# PASSAGE TO READ:
Lennie the Lurker writes
You are confusing what I have to pay for my fixed expenses with what I
have left for "fun money". I was spending about $200 to $300 per
flyable weekend at the glider port, plus $300 per month for the
payments on the plane, and no partners in it. But, lets say, $3600 per
year for payments, $900 for insurance, $35 per month for tiedown, $40
for a 3k tow, and an income of $1500 per month, on which I am now
completely comfortable.


Perhaps our objectives are different. Perhaps geography plays a part.
But I'd say you were paying too much. Certainly far to much for what you
evidently got out of it.


Bill,
The way things work in the USA are a lot different from the UK. Many
(most?) clubs don't instruct there - you learn at the local FBO, which
is a commercial operation and will charge around $50 per hour for
glider hire, $40 per hour of instructor time and typically $10 - $12
per thousand feet on tow. Winching is rare across the pond. Mind you,
the clubs, where they exist are pretty reasonable (when I visited
Avenal they wanted $20 per tow and $5 for each glider flight, but in
an older, lower performance club fleet (Schweitzer 2-33, Blanik L-13,
Schweitzer 1-26). Club membership seemed more or less in line with the
UK norm.

Finally, most club and FBO fleets are two seat only, so once you're
solo you really have to stump up for a glider to continue. Gliding
there costs a lot more than it does here.

Looked at in his context, Lennie's costs look to be pretty much in
line with the US norm.

For my part, I'm learning to fly as a member of a local club. I use the
club gliders and the club instructors, all of which come within the
price of my annual membership (£220 pa). Because I took their "Fixed
price to solo" offer (£470 incl annual membership) I don't have to pay
another thing until I either go solo or I need to renew my annual
membership (another £220 next year).

# YOUR GOAL:
Carry on the forum exchange about gliding costs in the US and the UK, starting right after its final sentence.

(Saved data entries)
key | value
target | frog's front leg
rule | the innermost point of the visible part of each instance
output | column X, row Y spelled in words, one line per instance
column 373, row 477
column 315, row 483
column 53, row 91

# IN RESPONSE:
My local club is a bit more expensive than yours, but we have a big
airfield, an all-glass fleet and some nice club single seaters to
support. I too did the fixed price to solo. Its good encouragement to
go fly on a less than optimal day. For the last three years I've been
flying club single seaters as part of a similar scheme (buy a block of
reduced cost air time with associated glider booking rights). For a
variety of reasons I'm planning buy my own glider this winter.

Of course, were I to own my own glider, perhaps the costs would be
higher. Don't know. Haven't bothered to work that out yet. Owning my own
glider, as attractive an ambition as that might be, isn't really
appropriate at the moment.

Agreed. You'll know when its time. As you start to go cross country
you'll find your air time per year rises a lot and the cost of using
club gliders follows. I did about 25 hours total in the season it took
me to solo, but flew about double that in my first solo year, 70 hours
last year and 90 this year.

A very rough calculation indicates that, at somewhere between 70-100
hours flown per year, owning your own glider becomes cheaper than
flying club gliders. This assumes that the private glider is older
glass and includes insurance, running costs and interest on capital
but not depreciation. It also assumes no major repairs or damage. By
older glass I mean something between a Standard Cirrus or Libelle and
an ASW-20. I've used current UK glider prices and interest rates and
my club's booking scheme hire costs.

Of course, if the glider is syndicated between two or three pilots
then the cost per pilot drops, but the glider probably doesn't fly
many more hours during the year.

As an aside to the rest of you, what did I miss here?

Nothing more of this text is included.